## DIRECTIVE
Extract and copy each line of the data below that contains the word "ground".

## LISTED RECORDS

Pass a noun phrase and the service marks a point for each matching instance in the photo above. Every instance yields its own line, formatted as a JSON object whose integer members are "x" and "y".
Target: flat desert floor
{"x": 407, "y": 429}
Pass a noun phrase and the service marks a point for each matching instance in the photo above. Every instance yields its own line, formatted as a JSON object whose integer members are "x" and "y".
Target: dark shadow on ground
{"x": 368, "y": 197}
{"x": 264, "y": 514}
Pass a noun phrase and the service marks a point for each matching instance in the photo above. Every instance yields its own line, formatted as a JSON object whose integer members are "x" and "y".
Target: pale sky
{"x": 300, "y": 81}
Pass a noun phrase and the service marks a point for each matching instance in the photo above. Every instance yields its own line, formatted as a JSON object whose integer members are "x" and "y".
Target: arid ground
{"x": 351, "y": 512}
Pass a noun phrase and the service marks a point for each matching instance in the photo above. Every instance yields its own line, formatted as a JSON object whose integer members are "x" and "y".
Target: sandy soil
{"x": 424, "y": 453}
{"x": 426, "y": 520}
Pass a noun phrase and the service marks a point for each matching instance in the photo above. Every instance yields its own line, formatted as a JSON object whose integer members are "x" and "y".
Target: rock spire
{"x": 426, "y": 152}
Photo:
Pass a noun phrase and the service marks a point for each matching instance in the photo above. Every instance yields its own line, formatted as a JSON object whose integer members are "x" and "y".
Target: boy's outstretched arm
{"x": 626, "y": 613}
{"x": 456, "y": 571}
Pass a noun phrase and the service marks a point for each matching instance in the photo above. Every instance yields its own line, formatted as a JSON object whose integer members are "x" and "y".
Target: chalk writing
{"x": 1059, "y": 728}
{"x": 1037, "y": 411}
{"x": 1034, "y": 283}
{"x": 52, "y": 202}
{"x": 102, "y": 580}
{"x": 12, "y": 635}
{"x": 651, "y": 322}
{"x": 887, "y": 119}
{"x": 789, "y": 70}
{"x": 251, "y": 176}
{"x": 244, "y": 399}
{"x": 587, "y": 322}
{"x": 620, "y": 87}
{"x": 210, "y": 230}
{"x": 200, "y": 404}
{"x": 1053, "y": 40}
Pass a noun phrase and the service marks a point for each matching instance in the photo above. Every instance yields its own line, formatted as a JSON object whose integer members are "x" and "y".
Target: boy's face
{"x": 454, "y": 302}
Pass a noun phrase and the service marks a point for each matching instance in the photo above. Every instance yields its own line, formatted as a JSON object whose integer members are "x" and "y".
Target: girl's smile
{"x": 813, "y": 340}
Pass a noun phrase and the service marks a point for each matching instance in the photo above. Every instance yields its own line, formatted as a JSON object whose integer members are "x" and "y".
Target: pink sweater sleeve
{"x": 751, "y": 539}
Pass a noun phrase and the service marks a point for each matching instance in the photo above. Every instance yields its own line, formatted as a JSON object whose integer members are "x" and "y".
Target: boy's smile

## SOLUTION FOR THIS TASK
Target: dark shadow on ground
Target: arid ground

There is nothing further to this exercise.